■ **Task description**: Your answer must consist only of the lines from the start of the entries through the line that holds "Q: Locate the dark shoe", copied exactly, with no pictures.

■ **Information**:
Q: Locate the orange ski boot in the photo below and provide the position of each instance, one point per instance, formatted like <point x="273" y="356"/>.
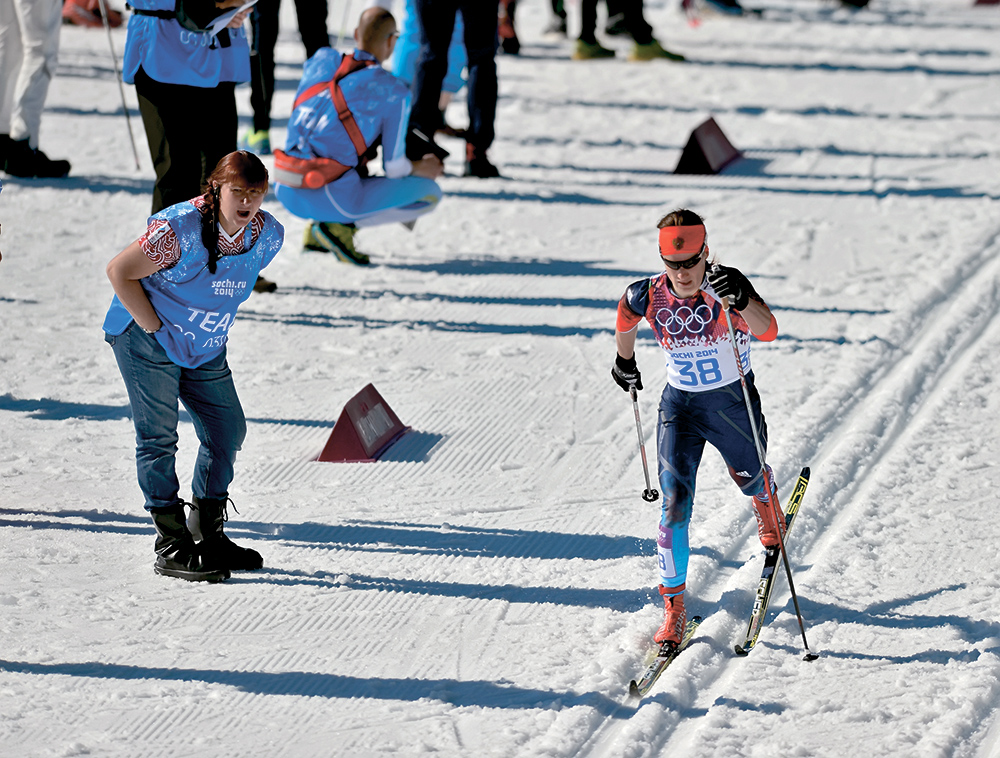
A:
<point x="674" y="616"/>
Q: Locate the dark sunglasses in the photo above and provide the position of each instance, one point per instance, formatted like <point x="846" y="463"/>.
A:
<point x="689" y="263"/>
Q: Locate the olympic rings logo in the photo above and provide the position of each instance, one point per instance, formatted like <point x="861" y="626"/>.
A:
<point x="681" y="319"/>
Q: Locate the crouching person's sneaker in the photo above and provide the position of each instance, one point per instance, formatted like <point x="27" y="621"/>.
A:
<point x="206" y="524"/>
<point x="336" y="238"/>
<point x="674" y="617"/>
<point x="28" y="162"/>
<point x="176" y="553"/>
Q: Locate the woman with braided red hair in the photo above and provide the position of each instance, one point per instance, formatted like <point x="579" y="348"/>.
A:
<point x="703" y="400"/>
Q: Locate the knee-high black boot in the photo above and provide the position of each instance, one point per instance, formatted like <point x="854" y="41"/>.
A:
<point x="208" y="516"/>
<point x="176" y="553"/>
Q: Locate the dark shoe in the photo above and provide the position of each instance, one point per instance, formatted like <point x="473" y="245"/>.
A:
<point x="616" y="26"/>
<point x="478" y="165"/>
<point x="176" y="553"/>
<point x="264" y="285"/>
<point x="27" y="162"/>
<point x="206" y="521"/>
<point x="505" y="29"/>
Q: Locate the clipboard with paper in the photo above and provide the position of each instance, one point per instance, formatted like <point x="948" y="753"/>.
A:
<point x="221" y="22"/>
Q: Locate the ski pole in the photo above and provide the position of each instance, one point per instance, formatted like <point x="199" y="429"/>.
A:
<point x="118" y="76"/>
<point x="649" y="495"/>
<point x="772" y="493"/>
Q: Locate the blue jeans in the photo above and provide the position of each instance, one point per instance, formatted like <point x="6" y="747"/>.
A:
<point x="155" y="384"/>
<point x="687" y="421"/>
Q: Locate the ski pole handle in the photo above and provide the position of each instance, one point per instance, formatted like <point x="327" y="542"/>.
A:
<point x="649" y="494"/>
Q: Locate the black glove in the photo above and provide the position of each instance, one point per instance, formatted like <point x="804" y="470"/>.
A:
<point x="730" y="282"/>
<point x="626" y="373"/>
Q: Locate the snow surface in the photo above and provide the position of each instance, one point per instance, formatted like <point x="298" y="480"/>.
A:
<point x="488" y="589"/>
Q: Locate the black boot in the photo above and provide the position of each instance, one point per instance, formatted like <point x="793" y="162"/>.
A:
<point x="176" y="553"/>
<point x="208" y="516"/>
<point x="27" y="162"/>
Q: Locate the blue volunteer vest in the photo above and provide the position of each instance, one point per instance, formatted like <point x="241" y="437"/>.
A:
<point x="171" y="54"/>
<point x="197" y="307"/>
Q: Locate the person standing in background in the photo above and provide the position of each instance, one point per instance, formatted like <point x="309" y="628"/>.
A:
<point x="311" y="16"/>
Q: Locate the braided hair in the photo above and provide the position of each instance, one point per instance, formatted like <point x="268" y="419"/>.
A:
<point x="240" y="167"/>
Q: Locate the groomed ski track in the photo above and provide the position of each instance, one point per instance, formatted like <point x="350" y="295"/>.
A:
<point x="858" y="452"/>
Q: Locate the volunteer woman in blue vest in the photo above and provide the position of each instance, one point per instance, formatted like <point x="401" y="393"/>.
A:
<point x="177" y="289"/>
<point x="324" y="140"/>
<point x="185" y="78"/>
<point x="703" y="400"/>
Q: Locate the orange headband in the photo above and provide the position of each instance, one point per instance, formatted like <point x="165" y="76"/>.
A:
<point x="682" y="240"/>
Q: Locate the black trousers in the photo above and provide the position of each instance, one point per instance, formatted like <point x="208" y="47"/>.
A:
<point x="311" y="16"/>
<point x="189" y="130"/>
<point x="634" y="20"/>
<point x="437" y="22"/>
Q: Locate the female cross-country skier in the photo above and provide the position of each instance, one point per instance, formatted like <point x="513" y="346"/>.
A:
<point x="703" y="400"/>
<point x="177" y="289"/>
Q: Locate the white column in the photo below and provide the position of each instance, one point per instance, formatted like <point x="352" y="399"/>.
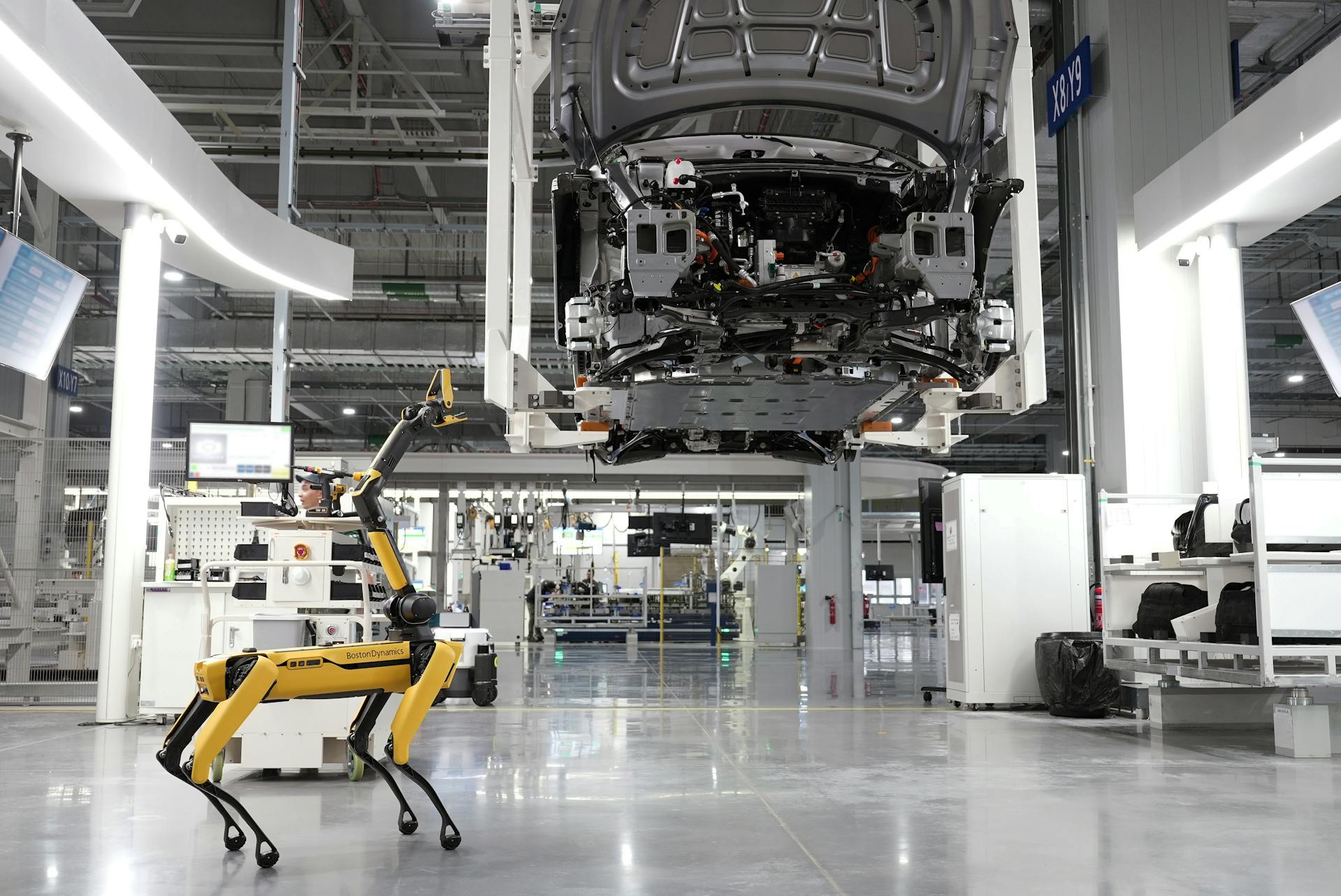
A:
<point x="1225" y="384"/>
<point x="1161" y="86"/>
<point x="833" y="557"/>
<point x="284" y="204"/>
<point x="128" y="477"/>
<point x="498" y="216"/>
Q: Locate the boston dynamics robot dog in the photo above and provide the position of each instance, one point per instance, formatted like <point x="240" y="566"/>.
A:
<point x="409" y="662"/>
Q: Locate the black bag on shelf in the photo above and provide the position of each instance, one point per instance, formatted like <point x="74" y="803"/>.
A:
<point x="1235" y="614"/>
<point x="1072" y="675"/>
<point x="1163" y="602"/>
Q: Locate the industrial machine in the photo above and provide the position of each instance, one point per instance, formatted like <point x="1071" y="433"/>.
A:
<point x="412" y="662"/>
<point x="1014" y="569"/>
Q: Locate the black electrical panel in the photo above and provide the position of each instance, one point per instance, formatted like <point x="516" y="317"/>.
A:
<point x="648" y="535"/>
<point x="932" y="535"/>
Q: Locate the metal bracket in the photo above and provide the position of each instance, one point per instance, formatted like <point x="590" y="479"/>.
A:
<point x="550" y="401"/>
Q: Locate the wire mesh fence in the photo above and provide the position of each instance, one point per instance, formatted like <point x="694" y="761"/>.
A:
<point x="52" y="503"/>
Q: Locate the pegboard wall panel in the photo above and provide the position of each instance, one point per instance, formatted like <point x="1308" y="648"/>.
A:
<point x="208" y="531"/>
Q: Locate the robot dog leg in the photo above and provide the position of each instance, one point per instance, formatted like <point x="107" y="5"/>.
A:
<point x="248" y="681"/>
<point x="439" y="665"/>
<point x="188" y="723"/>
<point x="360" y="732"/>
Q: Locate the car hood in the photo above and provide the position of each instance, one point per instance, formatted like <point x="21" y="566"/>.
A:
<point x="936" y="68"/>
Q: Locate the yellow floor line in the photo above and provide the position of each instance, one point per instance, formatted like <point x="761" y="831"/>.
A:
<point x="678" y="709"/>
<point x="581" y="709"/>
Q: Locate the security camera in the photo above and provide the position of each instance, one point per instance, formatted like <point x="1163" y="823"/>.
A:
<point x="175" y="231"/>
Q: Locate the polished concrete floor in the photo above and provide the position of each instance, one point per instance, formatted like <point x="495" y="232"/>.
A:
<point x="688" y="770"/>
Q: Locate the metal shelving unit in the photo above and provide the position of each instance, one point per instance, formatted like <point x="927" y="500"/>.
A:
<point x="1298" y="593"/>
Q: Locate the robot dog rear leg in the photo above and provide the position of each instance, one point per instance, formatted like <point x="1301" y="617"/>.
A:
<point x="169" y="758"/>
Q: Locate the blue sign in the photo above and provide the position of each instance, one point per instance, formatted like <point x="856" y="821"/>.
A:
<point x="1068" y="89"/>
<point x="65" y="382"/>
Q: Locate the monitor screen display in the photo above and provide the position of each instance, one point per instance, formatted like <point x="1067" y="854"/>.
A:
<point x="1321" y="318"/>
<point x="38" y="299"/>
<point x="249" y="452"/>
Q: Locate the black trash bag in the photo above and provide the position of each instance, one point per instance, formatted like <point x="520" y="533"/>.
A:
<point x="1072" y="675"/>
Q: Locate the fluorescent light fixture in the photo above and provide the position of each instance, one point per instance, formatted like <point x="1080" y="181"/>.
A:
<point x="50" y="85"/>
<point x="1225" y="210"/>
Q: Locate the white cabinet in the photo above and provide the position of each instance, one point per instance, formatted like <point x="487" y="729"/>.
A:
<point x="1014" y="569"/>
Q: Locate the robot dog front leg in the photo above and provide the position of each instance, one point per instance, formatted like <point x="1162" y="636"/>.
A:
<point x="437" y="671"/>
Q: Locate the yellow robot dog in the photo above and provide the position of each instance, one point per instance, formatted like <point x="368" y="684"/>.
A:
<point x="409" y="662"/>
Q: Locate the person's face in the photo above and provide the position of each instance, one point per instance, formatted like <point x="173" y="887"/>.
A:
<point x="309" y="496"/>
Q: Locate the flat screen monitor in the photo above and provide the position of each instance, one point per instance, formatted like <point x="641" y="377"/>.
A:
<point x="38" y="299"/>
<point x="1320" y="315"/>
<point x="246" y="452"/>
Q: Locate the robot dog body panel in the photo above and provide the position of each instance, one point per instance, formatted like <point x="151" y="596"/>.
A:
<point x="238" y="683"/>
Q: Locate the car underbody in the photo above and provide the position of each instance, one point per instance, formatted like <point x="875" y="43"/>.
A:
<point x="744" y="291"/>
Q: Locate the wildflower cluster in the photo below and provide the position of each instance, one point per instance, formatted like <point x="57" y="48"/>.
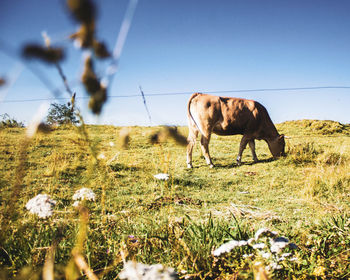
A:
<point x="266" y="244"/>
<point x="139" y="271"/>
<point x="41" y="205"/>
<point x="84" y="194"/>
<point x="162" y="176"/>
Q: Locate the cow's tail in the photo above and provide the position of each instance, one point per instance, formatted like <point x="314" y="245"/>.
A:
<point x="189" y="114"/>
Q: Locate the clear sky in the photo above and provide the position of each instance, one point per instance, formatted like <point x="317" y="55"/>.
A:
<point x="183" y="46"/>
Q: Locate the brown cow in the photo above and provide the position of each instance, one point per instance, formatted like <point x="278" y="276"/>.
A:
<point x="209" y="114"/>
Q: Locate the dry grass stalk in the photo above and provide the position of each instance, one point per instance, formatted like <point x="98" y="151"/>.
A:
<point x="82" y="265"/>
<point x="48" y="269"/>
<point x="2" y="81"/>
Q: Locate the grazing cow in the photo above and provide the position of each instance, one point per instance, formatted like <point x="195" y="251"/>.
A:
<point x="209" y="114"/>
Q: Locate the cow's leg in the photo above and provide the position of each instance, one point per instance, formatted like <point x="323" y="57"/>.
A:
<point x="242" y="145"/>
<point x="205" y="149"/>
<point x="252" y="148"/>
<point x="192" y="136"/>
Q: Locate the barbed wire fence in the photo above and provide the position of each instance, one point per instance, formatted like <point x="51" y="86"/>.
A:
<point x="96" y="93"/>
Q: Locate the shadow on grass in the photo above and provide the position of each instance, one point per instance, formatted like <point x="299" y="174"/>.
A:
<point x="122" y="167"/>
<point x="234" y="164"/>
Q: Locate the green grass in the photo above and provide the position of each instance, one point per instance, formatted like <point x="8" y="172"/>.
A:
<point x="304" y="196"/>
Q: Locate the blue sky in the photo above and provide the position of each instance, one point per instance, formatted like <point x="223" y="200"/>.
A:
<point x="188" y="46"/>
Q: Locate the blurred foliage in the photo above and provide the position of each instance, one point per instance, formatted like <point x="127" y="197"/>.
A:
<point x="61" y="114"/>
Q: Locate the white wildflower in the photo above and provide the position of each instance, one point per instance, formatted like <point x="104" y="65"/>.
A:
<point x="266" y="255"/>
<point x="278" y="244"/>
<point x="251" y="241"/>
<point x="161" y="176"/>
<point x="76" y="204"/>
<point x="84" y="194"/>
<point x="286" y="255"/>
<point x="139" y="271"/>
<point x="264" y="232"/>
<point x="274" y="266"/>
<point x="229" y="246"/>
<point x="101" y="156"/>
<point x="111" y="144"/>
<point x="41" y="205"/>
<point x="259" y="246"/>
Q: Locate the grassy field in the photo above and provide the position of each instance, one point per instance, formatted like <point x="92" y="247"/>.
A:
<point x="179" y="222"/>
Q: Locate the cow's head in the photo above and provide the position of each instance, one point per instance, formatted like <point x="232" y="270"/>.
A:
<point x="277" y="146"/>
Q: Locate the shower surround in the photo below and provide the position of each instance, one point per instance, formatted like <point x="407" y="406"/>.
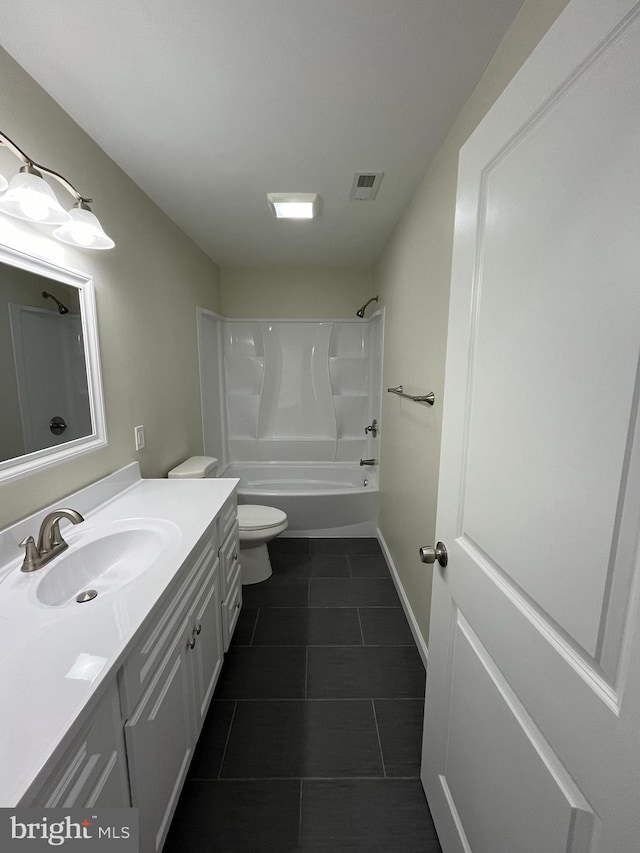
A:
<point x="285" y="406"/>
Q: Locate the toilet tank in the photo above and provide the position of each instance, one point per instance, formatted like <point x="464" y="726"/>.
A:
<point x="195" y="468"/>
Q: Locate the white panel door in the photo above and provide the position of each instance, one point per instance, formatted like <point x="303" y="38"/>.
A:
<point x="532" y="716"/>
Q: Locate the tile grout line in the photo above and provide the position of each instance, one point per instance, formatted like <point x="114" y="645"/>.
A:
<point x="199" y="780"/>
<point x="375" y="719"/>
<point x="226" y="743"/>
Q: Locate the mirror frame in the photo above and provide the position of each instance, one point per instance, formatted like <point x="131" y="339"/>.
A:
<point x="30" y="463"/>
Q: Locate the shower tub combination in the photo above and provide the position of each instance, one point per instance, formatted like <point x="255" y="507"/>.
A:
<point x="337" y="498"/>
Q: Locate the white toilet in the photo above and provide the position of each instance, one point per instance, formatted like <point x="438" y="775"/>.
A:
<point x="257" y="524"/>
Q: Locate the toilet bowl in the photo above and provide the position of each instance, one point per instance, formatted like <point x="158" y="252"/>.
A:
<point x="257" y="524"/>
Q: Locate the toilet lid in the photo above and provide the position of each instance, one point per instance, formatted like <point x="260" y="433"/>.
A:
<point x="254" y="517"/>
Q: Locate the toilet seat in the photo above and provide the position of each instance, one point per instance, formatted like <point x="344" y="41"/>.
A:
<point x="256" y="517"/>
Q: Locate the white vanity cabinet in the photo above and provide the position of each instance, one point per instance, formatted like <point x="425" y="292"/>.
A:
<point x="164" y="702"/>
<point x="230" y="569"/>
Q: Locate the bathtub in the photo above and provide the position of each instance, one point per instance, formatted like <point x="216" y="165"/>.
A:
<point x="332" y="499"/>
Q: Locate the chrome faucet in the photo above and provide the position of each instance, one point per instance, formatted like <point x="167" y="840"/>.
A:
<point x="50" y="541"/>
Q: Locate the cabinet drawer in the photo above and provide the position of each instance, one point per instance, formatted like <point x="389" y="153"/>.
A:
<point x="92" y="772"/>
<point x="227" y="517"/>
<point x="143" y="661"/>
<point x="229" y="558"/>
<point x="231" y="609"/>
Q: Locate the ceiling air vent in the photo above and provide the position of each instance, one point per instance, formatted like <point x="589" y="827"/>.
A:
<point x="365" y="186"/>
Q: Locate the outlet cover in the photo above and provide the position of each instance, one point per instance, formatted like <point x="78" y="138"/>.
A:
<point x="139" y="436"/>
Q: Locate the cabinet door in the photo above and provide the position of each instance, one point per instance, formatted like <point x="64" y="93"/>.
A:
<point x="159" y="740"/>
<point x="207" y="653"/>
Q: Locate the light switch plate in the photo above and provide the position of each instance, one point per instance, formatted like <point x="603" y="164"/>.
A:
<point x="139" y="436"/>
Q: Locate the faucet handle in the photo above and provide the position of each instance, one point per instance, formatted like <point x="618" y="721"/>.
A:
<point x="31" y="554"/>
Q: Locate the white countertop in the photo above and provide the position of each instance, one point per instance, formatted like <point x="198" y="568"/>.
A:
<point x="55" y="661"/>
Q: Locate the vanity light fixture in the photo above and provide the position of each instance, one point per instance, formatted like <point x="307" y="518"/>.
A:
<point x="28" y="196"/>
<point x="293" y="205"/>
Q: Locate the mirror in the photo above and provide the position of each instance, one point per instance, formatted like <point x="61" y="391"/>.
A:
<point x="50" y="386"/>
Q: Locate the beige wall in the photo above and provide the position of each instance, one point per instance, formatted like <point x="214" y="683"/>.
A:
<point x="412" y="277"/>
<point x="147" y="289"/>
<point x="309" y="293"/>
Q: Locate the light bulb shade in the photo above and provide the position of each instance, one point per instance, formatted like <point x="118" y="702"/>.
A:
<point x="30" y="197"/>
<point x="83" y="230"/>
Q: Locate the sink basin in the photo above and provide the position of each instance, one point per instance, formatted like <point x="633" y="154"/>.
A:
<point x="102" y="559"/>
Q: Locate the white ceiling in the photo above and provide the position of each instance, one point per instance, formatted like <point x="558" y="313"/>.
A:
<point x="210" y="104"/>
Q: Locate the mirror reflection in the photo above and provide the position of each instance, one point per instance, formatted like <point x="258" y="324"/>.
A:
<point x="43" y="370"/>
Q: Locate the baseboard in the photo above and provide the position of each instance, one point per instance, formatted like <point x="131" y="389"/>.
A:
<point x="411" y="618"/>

■ **Solution for this task**:
Q: Locate the orange ski boot in the photo below and provide the position of each instance, one point per instance, formatted like <point x="273" y="356"/>.
A:
<point x="674" y="616"/>
Q: Locate the dark sunglasses in the photo above and provide the position of each instance, one point per instance, formatted like <point x="846" y="463"/>.
A:
<point x="689" y="263"/>
Q: Locate the olympic rings logo in the photo above and provide the position of each instance, one point per instance, formatted like <point x="861" y="626"/>.
A:
<point x="681" y="319"/>
Q: Locate the crouching person's sneaker in the photo above and provide the position of each instance, one point per instance, formatted like <point x="27" y="621"/>.
A:
<point x="206" y="524"/>
<point x="336" y="238"/>
<point x="674" y="617"/>
<point x="28" y="162"/>
<point x="176" y="553"/>
Q: Locate the woman with braided red hair in the photo above and provide the position of each instance, one point per instance, formatted like <point x="579" y="348"/>.
A:
<point x="703" y="400"/>
Q: Locate the knee-high black boot in the photo above and provide the position of each instance, one point per instance, formatted like <point x="854" y="41"/>.
A:
<point x="208" y="516"/>
<point x="176" y="553"/>
Q: Locate the dark shoe in the photo above and provide the position of each instance, one point per instance, formatted like <point x="473" y="245"/>.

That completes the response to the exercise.